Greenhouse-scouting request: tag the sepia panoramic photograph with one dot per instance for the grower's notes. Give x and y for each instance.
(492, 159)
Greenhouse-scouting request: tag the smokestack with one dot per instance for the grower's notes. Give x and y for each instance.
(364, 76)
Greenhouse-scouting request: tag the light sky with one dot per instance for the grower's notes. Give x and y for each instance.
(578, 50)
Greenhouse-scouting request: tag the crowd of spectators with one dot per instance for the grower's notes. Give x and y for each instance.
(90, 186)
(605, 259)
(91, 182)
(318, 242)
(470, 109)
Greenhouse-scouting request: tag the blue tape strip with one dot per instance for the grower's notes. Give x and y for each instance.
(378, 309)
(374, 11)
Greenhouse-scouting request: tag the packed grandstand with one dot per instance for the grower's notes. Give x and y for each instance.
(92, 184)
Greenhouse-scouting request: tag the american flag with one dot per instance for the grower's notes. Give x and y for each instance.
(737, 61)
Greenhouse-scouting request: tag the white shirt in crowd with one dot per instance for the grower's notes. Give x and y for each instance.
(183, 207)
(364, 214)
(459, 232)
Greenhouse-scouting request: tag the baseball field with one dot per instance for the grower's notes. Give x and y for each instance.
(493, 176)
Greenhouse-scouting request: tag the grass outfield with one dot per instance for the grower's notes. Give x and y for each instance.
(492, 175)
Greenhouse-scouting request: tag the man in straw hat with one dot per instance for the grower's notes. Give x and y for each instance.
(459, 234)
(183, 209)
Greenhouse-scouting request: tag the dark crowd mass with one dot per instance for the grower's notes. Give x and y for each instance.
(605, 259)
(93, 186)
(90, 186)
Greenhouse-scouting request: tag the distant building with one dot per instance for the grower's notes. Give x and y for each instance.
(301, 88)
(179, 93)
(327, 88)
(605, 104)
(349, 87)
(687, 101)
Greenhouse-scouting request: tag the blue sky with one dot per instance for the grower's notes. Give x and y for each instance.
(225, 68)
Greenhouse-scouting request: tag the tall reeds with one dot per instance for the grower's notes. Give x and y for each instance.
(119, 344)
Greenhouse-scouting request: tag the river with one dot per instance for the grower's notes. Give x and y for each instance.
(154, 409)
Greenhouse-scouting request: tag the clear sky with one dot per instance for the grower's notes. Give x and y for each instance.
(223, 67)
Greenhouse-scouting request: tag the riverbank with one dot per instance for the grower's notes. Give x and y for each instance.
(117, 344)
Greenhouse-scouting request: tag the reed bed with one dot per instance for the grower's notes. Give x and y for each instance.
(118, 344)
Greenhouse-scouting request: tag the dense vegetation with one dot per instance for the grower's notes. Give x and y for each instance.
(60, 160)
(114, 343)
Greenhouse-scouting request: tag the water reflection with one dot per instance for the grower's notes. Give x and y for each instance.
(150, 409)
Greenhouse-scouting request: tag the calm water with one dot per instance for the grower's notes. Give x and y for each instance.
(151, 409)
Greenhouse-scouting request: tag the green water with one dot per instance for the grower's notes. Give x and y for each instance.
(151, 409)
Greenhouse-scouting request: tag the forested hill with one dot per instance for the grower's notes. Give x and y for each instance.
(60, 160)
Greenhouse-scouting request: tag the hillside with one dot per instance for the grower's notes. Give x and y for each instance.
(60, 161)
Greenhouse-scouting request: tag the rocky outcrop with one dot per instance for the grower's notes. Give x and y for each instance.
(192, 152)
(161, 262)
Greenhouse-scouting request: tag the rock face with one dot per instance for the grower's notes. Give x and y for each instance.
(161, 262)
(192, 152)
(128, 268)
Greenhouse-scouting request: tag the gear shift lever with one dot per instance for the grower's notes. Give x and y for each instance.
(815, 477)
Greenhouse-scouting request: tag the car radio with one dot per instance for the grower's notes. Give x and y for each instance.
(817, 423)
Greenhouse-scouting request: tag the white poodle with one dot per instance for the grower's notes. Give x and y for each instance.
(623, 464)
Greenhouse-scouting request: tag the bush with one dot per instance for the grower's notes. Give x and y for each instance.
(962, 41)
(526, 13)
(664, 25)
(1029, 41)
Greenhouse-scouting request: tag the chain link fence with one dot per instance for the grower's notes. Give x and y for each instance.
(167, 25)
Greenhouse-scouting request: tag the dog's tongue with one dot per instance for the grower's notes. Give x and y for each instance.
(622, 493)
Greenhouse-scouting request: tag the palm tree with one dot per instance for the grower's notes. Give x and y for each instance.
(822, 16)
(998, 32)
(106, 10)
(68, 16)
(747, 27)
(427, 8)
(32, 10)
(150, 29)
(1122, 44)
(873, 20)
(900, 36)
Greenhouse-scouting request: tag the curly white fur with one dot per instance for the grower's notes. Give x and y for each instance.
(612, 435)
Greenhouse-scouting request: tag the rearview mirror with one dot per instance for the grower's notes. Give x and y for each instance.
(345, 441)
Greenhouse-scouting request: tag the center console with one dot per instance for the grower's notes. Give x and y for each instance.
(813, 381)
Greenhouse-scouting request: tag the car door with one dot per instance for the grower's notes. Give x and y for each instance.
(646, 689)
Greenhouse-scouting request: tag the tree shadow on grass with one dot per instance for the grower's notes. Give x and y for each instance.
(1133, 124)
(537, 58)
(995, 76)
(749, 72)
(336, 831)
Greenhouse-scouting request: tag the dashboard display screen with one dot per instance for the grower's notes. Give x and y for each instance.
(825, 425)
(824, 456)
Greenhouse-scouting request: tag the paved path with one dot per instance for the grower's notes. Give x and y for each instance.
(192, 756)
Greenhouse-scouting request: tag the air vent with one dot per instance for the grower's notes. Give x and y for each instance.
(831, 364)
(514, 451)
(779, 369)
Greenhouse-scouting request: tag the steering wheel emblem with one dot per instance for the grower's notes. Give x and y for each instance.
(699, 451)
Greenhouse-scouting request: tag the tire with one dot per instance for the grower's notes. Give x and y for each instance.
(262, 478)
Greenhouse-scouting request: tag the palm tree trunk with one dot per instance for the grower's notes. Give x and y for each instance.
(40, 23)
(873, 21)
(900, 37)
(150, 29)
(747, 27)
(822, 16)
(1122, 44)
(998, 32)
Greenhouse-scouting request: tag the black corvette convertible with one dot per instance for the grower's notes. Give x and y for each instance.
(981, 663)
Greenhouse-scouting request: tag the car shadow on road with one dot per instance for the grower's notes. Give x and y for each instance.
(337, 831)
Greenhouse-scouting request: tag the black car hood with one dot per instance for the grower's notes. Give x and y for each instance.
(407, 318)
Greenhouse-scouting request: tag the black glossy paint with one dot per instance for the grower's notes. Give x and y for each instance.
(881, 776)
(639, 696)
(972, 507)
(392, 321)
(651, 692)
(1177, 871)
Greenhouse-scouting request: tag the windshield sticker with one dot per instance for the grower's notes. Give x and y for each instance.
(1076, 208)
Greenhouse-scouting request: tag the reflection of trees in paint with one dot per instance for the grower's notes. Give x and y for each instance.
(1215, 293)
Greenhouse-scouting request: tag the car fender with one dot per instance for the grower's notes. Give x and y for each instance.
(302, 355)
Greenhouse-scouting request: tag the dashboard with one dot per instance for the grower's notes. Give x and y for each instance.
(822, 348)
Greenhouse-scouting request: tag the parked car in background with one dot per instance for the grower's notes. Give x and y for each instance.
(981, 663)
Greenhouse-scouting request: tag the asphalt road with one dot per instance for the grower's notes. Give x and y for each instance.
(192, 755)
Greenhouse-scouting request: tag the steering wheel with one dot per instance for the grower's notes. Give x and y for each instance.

**Job:** Write out every entry word for word.

**Answer to the exercise:**
Greenhouse-scouting request: tag the sepia panoramic photograph with one dot per instance for the grower's notes. Give x and y for each instance.
(492, 159)
Greenhouse-scouting request: tag the smokestack with one dot per instance for the grower's notes. Give x and y for each instance.
(364, 76)
Greenhouse-scouting request: tag the light sky with one dot per instance for the grower's notes. Give x and y for each instance.
(578, 50)
Greenhouse-scouting request: tag the crowd of spectators with one dot per instance for the grower's notes. Give x and y for each instance.
(90, 186)
(605, 259)
(91, 182)
(318, 242)
(470, 109)
Greenhouse-scouting request: tag the blue tape strip with one dot per instance for the grower's notes. Give x and y for each instance.
(378, 309)
(374, 11)
Greenhouse-scouting request: tag the packed grandstand with one dot per instance for the grower's notes. Give x and y for each instance.
(92, 184)
Greenhouse-scouting request: tag the american flag with one dot per instance for the grower's notes. Give x and y for each instance.
(737, 61)
Greenhouse-scouting request: tag the white shirt in crowd with one dot per instance for the grower's notes. Give x and y for each instance.
(183, 207)
(364, 214)
(459, 232)
Greenhouse-scouting request: tag the baseball field with one dot per instance for the grower's notes. Give x and y for each instance.
(493, 176)
Greenhouse-scouting request: tag the grass outfield with one dot per instance for the grower's notes. Give x and y for each instance.
(492, 175)
Greenhouse-scouting request: tag the man in straw hat with one dot per instance for the grower's notes. Give x and y for each instance.
(459, 234)
(183, 209)
Greenhouse-scouting request: tag the dark crowd mass with one dot per instance for the grower's notes. Give x and y for each instance.
(605, 259)
(93, 186)
(90, 186)
Greenhouse-scouting request: tag the distant building with one dot per instance for the grower's notes. Give x and y for each instance.
(301, 88)
(179, 93)
(327, 88)
(605, 104)
(349, 87)
(687, 101)
Greenhouse-scouting request: tag the blue sky with one dot per instance for the grower's notes. Give x and y for each instance.
(225, 68)
Greenhouse-scouting request: tag the tall reeds with one dot per instance for the grower's notes. Give x and y for each instance.
(119, 344)
Greenhouse-scouting request: tag the river with one dot per instance for the grower's notes. Give x and y for each instance.
(154, 409)
Greenhouse-scouting request: tag the clear sky with one dot per instance for the grower's notes. Give x and y for each instance.
(223, 67)
Greenhouse-scouting request: tag the riverbank with one dot per instance for the grower's notes. Give x and y for each instance.
(117, 344)
Greenhouse-scouting request: tag the reed bed with one dot per instance for the grower's notes. Give x and y for each instance.
(118, 344)
Greenhouse-scouting request: tag the dense vegetation with one dot per instance for the grower's notes. Give x and y for each instance.
(60, 160)
(114, 343)
Greenhouse-scouting request: tag the water reflection with one dot per instance for the grower's notes. Give x and y for each instance.
(150, 409)
Greenhouse-scouting request: tag the calm water with one dot per instance for the grower's notes. Give x and y for each instance.
(151, 409)
Greenhouse-scouting request: tag the green water with one dot per instance for the grower's notes. Give x and y for each instance.
(151, 409)
Greenhouse-scouting request: tag the forested hill with one dot per instance for the grower's notes. Give x and y for each instance.
(60, 160)
Greenhouse-scouting request: tag the hillside with one dot per instance for the grower's notes. Give x and y for each instance.
(60, 161)
Greenhouse-scouting request: tag the rocky outcrop with one dot per instance for the grower's notes. Give x and y for each instance.
(192, 152)
(161, 262)
Greenhouse-scouting request: tag the rock face with one dot per instance for the grower's notes. Give x and y for each instance.
(161, 262)
(192, 152)
(128, 268)
Greenhouse-scouting request: tag the gear shift lever with one dot per instance for the grower's notes. Give x and y for each instance.
(815, 477)
Greenhouse-scouting request: tag the car radio with one dot per instance for the grower's notes. Give x and y for each instance.
(817, 423)
Greenhouse-scouting request: tag the white poodle with one dot per instance for the grower's notes. Give x and y for each instance.
(623, 464)
Greenhouse-scouting request: tag the bush with one dot per instance for the grower's notes. Give x and y for each instance.
(962, 41)
(526, 13)
(664, 25)
(1029, 41)
Greenhouse-scouting request: tag the chain link fence with one dot per instance for the grower's notes. Give x and y for each instance.
(167, 25)
Greenhouse-scouting request: tag the dog's tongue with one dot per instance for the grower's notes. Give x and y for each instance.
(622, 493)
Greenhouse-scouting request: tag the palm tree with one dot per instance for the grower's notes. Give x and y for each instance.
(822, 16)
(998, 32)
(106, 10)
(68, 16)
(747, 27)
(427, 8)
(32, 10)
(150, 29)
(1122, 44)
(873, 20)
(900, 36)
Greenhouse-scouting request: tag the curly white fur with one dot per instance for the grower's notes. Give x and y for each instance.
(612, 435)
Greenhouse-scouting request: tag the rearview mirror with one dot per instance for the grower's notes. Give x and y for each instance.
(345, 441)
Greenhouse-scouting request: tag the center console with one dot per instance for the grower's notes. Give x and y for each instance.
(813, 381)
Greenhouse-scouting request: tag the car door with one dot per instance for the grower's notes. Give x and y for each instance.
(646, 689)
Greenhouse-scouting request: tag the tree shadow on grass with one dot per instance for the grower's notes. Give x and y for each instance.
(1133, 124)
(537, 58)
(995, 76)
(749, 72)
(336, 831)
Greenhouse-scouting request: tag the dashboard display screen with one dot per instance for the grower's notes. Give x and y for each instance.
(825, 425)
(824, 456)
Greenhouse-scouting request: tag the paved path with one dot per instance for the grower's notes. Give x and y for each instance.
(192, 756)
Greenhouse-scouting request: tag the air vent with one dot per instance for the grower's notes. Give x and y for each instance.
(831, 364)
(514, 451)
(779, 369)
Greenhouse-scouting request: tag the steering wheel emblem with one dot per instance for the grower's notes. Give x and y for each instance.
(699, 451)
Greenhouse-scouting request: tag the tire with one dot per instance for the grower's notes. Give x and y for each instance.
(262, 478)
Greenhouse-scouting request: tag the palm tree trunk with one dot per instance for the grower's notes. Give x and y for each instance.
(40, 23)
(873, 21)
(900, 37)
(150, 29)
(747, 27)
(822, 16)
(1122, 44)
(998, 32)
Greenhouse-scouting request: tag the black corvette convertible with one dot per instance for the grower's notes. Give x and y for each instance.
(981, 663)
Greenhouse-scouting request: tag the car shadow on road with one dot per instance for the grower's notes. Give x and y for each instance.
(337, 831)
Greenhouse-scouting request: tag the black car hood with one dot per instance for the grower's notes. Give x and y for each instance.
(407, 318)
Greenhouse-scouting request: tag the black glossy paint with one dot per instance for the grower's notes. Give x and y for each instance.
(881, 776)
(639, 696)
(972, 507)
(392, 321)
(651, 692)
(1177, 871)
Greenhouse-scouting request: tag the windshield sticker with one dot per instance for the grower's notes. Give x and y for each instance.
(1076, 208)
Greenhouse-scouting request: tag the reflection of trees in paint with one dot per instance for the grower's notes. Give x and y for each instance.
(1215, 293)
Greenhouse-scouting request: tag the car fender with one dot per instance for the grower's notes. Give x and y for each instance.
(302, 355)
Greenhouse-scouting request: tag the dashboard with one dot per instance for the grower's notes. Give x and y for each instance.
(822, 348)
Greenhouse-scouting request: tag the parked car in background with one dot per instance for the grower's notes. Give x and y for each instance.
(981, 663)
Greenhouse-scouting request: tag the asphalt road with one dot per instance for the grower's notes. Give x and y for each instance.
(192, 755)
Greenhouse-scouting request: tag the steering wheel with one dot per instance for the grower's notes. Give x and y for each instance.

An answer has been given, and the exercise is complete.